Copy out each line of the material in which the word "concrete" appears.

## Material shown
################

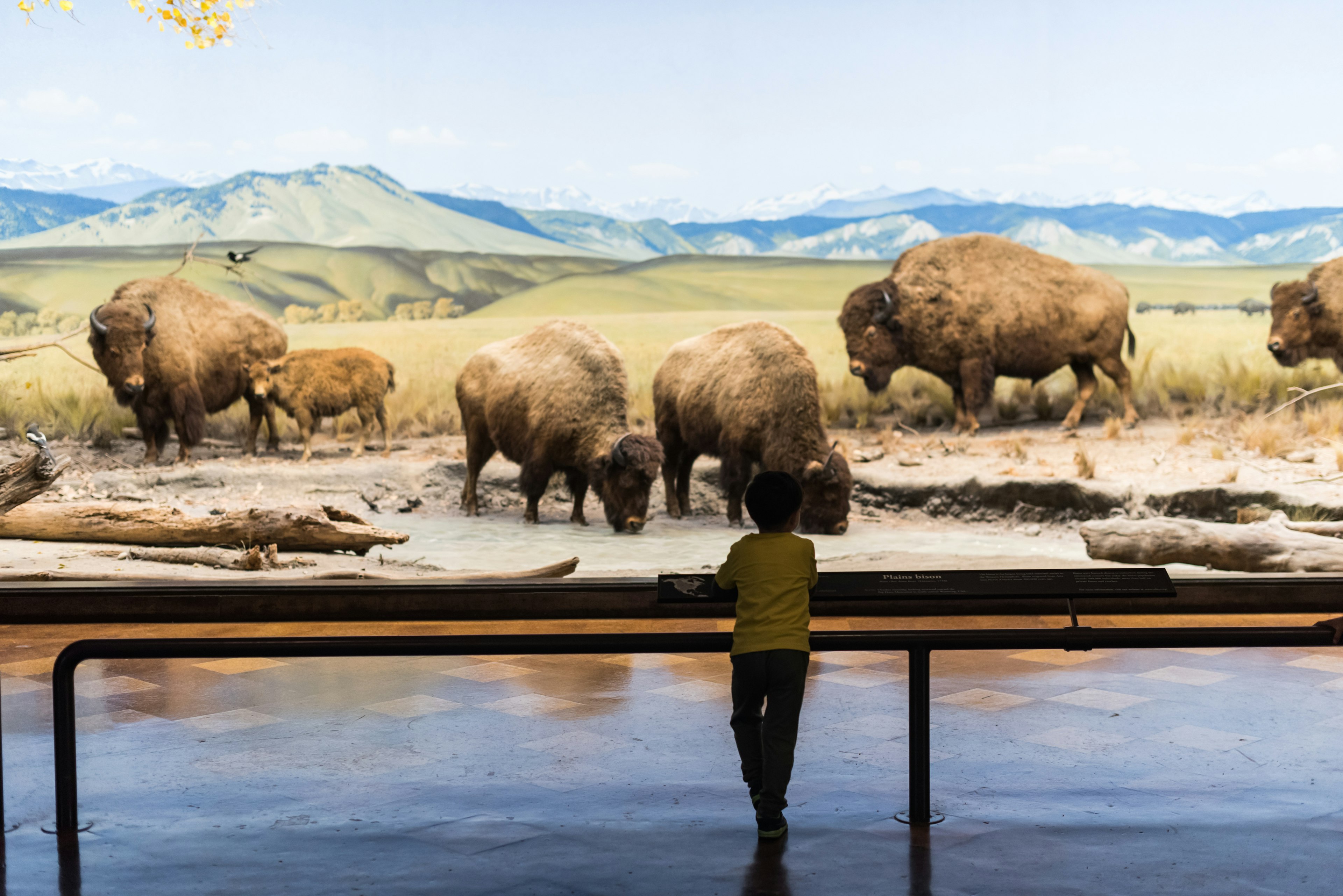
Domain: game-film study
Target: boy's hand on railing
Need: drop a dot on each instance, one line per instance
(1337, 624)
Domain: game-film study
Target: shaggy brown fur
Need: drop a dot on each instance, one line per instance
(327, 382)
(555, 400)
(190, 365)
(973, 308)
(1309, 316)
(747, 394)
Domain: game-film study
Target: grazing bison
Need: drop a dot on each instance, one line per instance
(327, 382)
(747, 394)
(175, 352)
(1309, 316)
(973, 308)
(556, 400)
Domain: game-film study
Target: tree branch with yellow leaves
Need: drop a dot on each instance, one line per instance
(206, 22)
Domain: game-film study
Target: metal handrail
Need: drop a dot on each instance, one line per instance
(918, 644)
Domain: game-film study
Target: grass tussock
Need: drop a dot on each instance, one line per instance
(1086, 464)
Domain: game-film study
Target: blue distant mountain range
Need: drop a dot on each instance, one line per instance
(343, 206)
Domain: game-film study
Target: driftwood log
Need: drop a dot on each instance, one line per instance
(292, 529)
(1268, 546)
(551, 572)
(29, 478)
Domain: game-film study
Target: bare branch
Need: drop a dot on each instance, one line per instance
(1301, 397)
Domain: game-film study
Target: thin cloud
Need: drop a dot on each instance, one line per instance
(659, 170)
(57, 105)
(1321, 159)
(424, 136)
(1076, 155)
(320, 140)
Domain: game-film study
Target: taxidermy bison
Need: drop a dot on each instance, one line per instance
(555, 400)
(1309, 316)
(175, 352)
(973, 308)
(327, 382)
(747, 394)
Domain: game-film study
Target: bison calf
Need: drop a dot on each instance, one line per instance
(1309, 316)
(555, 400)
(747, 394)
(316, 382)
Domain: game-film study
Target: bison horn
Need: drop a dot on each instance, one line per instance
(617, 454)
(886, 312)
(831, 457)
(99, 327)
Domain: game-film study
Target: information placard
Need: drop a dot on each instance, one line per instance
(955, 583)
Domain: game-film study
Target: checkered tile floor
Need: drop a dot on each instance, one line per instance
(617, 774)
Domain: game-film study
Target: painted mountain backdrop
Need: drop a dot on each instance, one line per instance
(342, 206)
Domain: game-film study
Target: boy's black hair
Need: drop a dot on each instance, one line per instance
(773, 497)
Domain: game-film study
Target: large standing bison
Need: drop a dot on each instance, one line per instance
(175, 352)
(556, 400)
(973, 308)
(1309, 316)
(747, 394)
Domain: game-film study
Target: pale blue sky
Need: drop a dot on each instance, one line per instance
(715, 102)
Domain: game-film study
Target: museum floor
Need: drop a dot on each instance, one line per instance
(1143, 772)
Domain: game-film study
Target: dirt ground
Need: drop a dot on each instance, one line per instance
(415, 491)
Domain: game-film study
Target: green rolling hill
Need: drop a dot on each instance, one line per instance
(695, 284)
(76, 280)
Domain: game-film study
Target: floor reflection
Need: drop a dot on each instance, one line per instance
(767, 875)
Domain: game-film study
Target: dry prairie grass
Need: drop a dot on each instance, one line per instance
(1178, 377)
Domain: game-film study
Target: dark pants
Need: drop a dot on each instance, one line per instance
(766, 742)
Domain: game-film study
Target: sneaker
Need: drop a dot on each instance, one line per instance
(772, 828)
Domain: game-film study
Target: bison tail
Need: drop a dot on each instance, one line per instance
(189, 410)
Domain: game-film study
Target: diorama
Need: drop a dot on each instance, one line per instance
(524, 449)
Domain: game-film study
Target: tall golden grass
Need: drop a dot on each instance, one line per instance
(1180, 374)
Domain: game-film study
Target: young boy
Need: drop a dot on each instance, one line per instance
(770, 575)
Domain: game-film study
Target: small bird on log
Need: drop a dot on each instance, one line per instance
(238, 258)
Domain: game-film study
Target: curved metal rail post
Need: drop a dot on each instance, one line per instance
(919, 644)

################

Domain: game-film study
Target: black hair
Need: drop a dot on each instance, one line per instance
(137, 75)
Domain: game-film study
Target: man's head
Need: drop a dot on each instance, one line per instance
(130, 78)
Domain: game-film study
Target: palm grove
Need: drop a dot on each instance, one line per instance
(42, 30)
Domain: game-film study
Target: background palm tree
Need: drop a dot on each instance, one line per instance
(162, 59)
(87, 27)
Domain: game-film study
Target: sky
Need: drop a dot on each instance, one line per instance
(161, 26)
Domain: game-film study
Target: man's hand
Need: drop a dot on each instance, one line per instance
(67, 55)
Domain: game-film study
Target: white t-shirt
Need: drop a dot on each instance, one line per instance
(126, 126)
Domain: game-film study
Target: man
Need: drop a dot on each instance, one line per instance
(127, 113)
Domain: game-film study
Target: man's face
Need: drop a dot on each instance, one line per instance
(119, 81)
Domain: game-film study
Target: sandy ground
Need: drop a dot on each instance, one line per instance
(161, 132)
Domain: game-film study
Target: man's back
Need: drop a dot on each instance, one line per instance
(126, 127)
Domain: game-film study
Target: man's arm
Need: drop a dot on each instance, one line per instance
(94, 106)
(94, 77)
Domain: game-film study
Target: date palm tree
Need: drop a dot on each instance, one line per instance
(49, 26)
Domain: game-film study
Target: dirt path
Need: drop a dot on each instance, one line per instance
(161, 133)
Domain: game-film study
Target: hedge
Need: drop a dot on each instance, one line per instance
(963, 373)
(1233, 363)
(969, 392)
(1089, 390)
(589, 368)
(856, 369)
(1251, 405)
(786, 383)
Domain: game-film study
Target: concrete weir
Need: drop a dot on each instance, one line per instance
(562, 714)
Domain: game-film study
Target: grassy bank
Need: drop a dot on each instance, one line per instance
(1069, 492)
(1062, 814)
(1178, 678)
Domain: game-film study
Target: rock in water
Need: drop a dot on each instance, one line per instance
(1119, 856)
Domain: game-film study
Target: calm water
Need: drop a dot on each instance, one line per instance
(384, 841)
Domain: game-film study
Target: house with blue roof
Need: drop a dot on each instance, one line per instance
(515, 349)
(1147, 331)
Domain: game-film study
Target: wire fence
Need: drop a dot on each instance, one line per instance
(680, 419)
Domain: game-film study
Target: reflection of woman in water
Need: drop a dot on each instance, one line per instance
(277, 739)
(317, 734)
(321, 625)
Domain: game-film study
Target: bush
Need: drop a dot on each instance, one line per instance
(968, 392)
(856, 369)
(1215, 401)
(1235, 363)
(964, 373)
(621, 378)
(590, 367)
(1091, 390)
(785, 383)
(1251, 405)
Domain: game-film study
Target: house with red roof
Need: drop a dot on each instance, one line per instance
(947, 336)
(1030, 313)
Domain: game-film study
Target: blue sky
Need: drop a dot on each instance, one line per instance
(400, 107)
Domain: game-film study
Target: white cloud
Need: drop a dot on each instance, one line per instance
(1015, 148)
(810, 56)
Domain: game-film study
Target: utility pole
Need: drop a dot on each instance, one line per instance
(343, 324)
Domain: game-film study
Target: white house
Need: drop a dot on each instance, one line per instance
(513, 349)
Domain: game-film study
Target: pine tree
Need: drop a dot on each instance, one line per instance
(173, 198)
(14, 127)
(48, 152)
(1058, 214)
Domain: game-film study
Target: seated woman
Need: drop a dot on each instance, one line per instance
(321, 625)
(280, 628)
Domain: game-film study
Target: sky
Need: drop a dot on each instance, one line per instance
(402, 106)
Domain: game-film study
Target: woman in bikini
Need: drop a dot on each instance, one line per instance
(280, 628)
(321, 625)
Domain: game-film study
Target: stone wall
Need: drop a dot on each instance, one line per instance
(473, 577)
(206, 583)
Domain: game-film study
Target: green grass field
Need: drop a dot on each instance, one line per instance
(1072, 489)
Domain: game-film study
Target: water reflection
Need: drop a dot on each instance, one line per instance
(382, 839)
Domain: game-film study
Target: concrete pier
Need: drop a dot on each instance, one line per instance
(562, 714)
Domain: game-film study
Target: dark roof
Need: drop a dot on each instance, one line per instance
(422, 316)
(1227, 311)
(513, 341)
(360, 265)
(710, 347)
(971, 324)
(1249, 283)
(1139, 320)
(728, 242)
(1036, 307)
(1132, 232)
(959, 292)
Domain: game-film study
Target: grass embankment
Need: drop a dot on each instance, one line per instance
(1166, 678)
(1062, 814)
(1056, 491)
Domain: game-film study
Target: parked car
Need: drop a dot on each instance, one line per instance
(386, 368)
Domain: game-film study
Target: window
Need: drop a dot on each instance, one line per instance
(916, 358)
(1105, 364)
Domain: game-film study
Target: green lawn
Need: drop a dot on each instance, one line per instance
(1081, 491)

################

## Output for this task
Target: concrete weir
Target: concrete pier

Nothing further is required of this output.